Actions to take >>
A. In the DNS discussion text, shorten the paragraph that begins "At this stage we have not yet implemented" while keeping its main facts.
B. According to the DNS discussion text, what does the writer believe the three listed steps should prevent?
C. Write out the part of the DNS discussion text starting with "Again, technically, the" and going on through "TLD), with DO=1.".

Text provided >>
####

Again, technically, the bit of code to do the following, IMHO, nears the
level of "trivial":
- upon startup, do a query for "onion" (the non-existent TLD), with DO=1.
- cache the response, and as appropriate, re-query periodically.
- If a query for <anything>.onion is received, reply with the authenticated
denial of existence from the root (cached in step 2)

I believe this should prevent any SERVFAIL or BOGUS.

(I think this turns on the pedantic reading of "generate".)



> Nameserver vendors have a choice.  Follow RFC7686 and have their
> clients get a answer that they know cannot be validated or ignore
> this clause and pretend that RFC7686 has never been written so that
> their client get a validatable answer.  Should the IETF have put
> Nameserver vendors in this position?
>
> At this stage we have not yet implemented this clause in BIND.  We
> are aware of RFC7686 and at some point someone will complain that
> we don't implement this.  At that point we will point out to them
> that this results in SERVFAIL or bogus being returned.
>
> Note all through the debate about .onion I raise this issue.  Go
> look at the archives.

####

Records provided >>
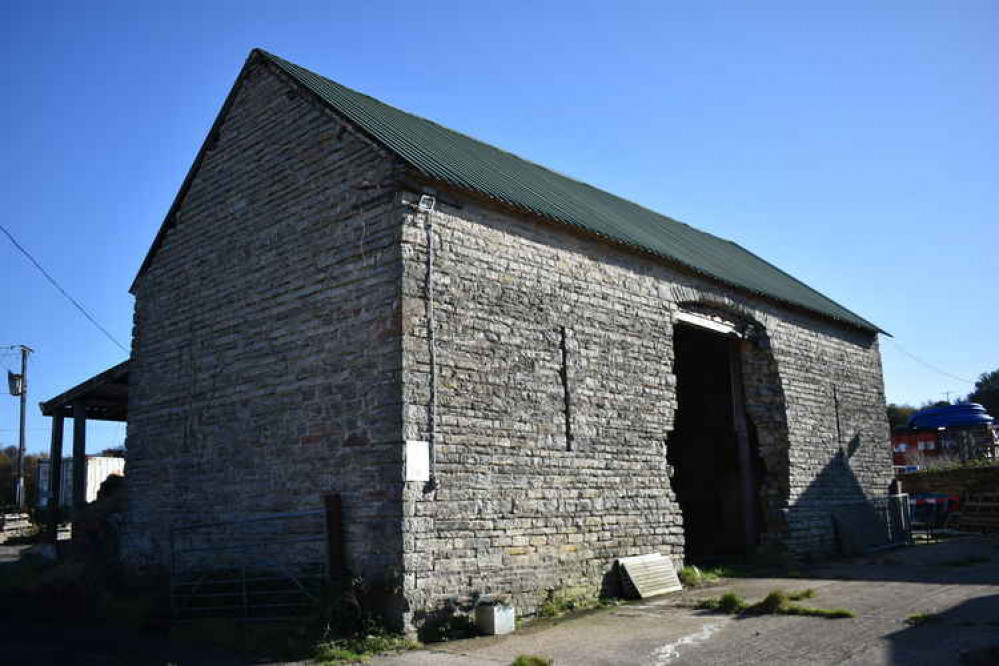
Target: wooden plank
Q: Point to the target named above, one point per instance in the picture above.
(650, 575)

####

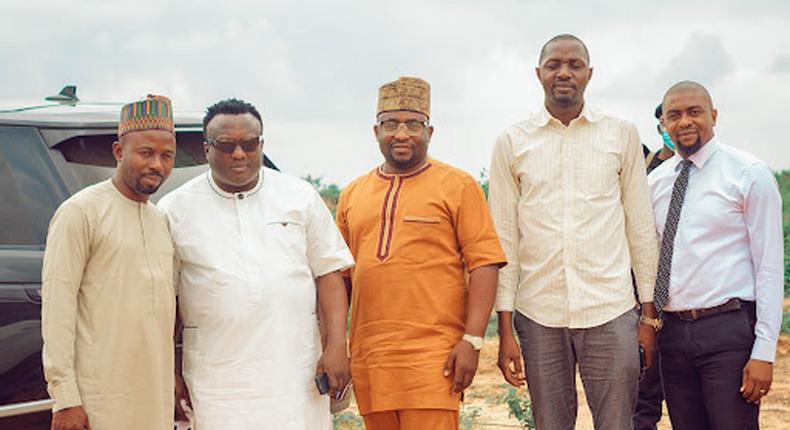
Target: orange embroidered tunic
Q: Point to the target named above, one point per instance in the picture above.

####

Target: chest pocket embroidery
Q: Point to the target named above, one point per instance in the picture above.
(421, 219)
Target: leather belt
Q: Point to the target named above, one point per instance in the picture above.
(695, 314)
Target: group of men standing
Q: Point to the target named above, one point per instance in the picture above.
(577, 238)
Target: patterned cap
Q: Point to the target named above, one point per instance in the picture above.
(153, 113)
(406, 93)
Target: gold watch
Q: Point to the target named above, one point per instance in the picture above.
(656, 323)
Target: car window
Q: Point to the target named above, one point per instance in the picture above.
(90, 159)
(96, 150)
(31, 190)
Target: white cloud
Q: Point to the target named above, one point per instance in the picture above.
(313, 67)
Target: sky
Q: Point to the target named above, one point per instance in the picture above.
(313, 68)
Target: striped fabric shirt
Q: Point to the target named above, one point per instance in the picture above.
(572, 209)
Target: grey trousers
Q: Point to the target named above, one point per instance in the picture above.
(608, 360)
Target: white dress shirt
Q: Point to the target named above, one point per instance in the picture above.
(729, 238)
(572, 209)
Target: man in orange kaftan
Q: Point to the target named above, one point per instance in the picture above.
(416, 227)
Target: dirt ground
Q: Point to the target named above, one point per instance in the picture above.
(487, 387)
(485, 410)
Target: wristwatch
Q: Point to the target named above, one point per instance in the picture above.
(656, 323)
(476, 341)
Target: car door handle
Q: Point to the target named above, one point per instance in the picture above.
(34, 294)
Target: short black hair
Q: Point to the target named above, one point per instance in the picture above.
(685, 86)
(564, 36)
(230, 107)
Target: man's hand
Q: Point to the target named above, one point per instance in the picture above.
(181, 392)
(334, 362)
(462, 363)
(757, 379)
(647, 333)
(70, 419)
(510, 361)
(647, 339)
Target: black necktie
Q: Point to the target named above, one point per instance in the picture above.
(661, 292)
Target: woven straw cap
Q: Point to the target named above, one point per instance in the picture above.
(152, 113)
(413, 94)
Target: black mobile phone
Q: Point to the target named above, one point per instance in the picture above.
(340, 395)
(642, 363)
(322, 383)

####

Outputs for the tasks >>
A. BIND has not yet implemented this clause. Its developers know about RFC7686 and expect someone to complain eventually. They will then point out that implementing it causes SERVFAIL or bogus to be returned.

B. Any SERVFAIL or BOGUS.

C.
Again, technically, the bit of code to do the following, IMHO, nears the
level of "trivial":
- upon startup, do a query for "onion" (the non-existent TLD), with DO=1.